Copy out all of the data exactly as it appears.

Recorded data:
## Begin

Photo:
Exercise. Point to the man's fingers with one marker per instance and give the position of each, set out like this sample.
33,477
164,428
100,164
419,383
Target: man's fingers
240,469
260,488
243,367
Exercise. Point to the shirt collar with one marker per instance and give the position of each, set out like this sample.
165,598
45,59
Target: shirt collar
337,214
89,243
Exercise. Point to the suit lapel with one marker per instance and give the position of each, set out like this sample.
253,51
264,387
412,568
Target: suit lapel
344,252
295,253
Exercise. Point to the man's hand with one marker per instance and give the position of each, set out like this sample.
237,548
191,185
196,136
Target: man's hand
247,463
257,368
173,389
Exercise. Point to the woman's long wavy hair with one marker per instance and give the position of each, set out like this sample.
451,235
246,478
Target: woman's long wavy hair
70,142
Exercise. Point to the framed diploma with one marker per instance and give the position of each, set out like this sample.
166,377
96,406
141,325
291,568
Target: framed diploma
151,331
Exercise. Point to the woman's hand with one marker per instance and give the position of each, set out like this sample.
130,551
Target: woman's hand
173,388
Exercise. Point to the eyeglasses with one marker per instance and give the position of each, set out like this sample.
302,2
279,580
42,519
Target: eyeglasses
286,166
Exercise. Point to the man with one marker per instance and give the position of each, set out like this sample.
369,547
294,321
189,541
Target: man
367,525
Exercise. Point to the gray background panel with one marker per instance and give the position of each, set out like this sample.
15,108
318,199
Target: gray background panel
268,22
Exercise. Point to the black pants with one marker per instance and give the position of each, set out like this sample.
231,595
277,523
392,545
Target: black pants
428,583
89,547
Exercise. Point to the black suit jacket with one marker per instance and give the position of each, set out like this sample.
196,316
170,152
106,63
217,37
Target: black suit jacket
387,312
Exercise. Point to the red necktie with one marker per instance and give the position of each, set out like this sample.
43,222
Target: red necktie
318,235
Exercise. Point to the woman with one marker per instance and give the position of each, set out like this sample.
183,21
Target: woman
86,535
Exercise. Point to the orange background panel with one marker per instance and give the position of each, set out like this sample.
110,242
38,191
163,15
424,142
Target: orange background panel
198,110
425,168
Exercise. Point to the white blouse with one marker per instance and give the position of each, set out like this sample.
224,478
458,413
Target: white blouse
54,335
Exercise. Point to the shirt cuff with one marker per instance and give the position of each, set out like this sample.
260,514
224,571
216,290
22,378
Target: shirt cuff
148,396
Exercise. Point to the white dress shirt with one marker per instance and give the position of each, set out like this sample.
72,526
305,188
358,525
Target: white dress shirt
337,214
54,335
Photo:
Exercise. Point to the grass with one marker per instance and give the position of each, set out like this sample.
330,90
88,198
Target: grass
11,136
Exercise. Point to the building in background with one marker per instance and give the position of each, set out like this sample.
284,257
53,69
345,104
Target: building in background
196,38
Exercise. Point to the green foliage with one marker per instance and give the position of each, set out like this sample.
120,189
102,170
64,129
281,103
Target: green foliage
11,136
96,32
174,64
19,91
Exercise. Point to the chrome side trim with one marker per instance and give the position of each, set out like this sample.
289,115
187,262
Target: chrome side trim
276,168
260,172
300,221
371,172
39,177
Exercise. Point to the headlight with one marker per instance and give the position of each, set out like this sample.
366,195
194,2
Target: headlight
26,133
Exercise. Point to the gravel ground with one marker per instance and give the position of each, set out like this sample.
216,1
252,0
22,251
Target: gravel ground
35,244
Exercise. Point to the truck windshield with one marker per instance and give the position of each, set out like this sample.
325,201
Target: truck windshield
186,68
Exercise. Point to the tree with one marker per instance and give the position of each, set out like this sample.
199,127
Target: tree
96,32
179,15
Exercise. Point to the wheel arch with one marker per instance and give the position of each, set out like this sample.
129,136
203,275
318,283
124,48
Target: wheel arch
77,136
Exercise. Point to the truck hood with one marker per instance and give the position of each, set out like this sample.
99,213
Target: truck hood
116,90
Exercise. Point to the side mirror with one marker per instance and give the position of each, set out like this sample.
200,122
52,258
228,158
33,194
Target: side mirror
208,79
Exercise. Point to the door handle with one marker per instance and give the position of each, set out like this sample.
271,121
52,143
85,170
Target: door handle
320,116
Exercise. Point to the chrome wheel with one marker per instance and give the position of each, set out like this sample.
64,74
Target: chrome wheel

## End

RESULT:
Photo:
Exercise. Point to the man's fingers with one marker per instance and give the position of each, set out like this sample.
33,477
164,428
100,164
419,383
Target: man's fingers
240,469
260,488
243,367
Exercise. Point to the shirt collar with one marker per instance and give the position of each, set out like this sample.
165,598
45,59
Target: shirt collar
337,214
89,243
Exercise. Point to the suit lapel with one marker per instance and give the position of each, set out like this sample.
253,51
264,387
412,568
Target: suit lapel
344,252
295,253
Exercise. Point to the man's hand with one marker per instance and give the position of each, set out like this sample.
237,548
191,185
196,136
Target: man's hand
247,463
257,368
173,389
Exercise. Point to the woman's long wavy hair with one marker per instance and give the position of each, set out like this sample.
451,235
246,478
Target: woman's long wavy hair
70,142
Exercise. Point to the framed diploma with one marker per instance and give the position of each, set out like this sample.
166,377
96,406
141,325
291,568
Target: framed diploma
151,331
Exercise. Point to the woman's hand with one marker per instance and give the position of each, set out like this sample.
130,551
Target: woman's hand
173,388
Exercise. Point to the eyeglasses with one marker per instance and give the position of each, set out like this sample.
302,2
279,580
42,519
Target: eyeglasses
286,166
Exercise. Point to the man with one marker per instance and give the position of each, set out like this sample.
369,547
294,321
189,541
Target: man
367,525
Exercise. Point to the gray background panel with one marker per instance and give the position of each, set out like this sample.
15,108
318,199
Target: gray background panel
268,22
Exercise. Point to the black pants with one marker per instance and give the position of each, set out like this sample.
231,595
277,523
392,545
Target: black pants
428,583
89,547
Exercise. Point to the black suit jacket with one marker per instance and give the position of each, set out like this sample.
196,316
170,152
106,63
217,37
Target: black suit jacket
387,312
Exercise. Point to the red necktie with one marker per instance and give the position of each, set out like this sample.
43,222
Target: red necktie
318,235
Exercise. Point to the woman with one marker per instance and give the position of each, set out like this sample.
183,21
Target: woman
86,535
Exercise. Point to the orange background panel with one marker per instance and give the position of each, set out like this sample.
110,242
38,191
163,15
424,142
Target: orange background panel
198,110
425,168
Exercise. Point to the white blouse with one marker per instance and give the position of each, set out like this sample.
224,478
458,413
Target: white blouse
54,335
Exercise. Point to the shirt cuff with one marker per instance and give the position of each, set out like this sample.
260,514
224,571
216,290
22,378
Target: shirt cuff
148,396
Exercise. Point to the white dress shirt with one marker per instance and give the position of each, set out like this sample.
72,526
305,188
358,525
Target: white dress shirt
337,214
54,335
Photo:
Exercise. Point to the grass with one marker per instance and give the position of each, set out like this sample.
330,90
88,198
Target: grass
11,136
Exercise. Point to the building in background with one marker per instance and give the position of each, set out like this sample.
284,257
53,69
345,104
Target: building in background
196,38
Exercise. Point to the green foliage with one marker per instance and give the position of each, set out like this sample.
120,189
102,170
64,129
281,103
Target: green foliage
11,136
96,32
174,64
19,91
Exercise. Point to the chrome side trim with one marker per instance and give the position of each, set out like this sample.
289,115
187,262
Target: chrome side trim
276,168
260,172
300,221
371,172
39,177
Exercise. Point to the headlight with one marker per instance and give the position of each, set out like this sample.
366,195
194,2
Target: headlight
26,133
Exercise. Point to the gravel ground with one marker per instance and give the position of each, set out like this sample.
216,1
252,0
22,251
Target: gravel ground
35,244
Exercise. Point to the truck windshield with one marker per instance and give the position of each, set out like this sample.
325,201
Target: truck windshield
186,68
Exercise. Point to the tree with one marker per instance and give the position of each, set out like this sample.
199,127
Target: tree
96,32
179,15
Exercise. Point to the wheel arch with one marker per instance and give the position of each, set out like this sample.
129,136
203,275
318,283
124,48
Target: wheel arch
77,136
Exercise. Point to the truck hood with one marker per instance and give the position of each, set out like this sample.
99,213
Target: truck hood
116,90
Exercise. Point to the side mirror with one marker per instance and give the position of each, set out like this sample.
200,122
52,258
228,158
33,194
Target: side mirror
208,79
Exercise. Point to the door handle with one marker per instance and give the position of each, set out like this sample.
271,121
52,143
85,170
Target: door handle
320,116
Exercise. Point to the chrome wheel with one marker per instance and give the position of each, set out like this sample.
64,74
Target: chrome wheel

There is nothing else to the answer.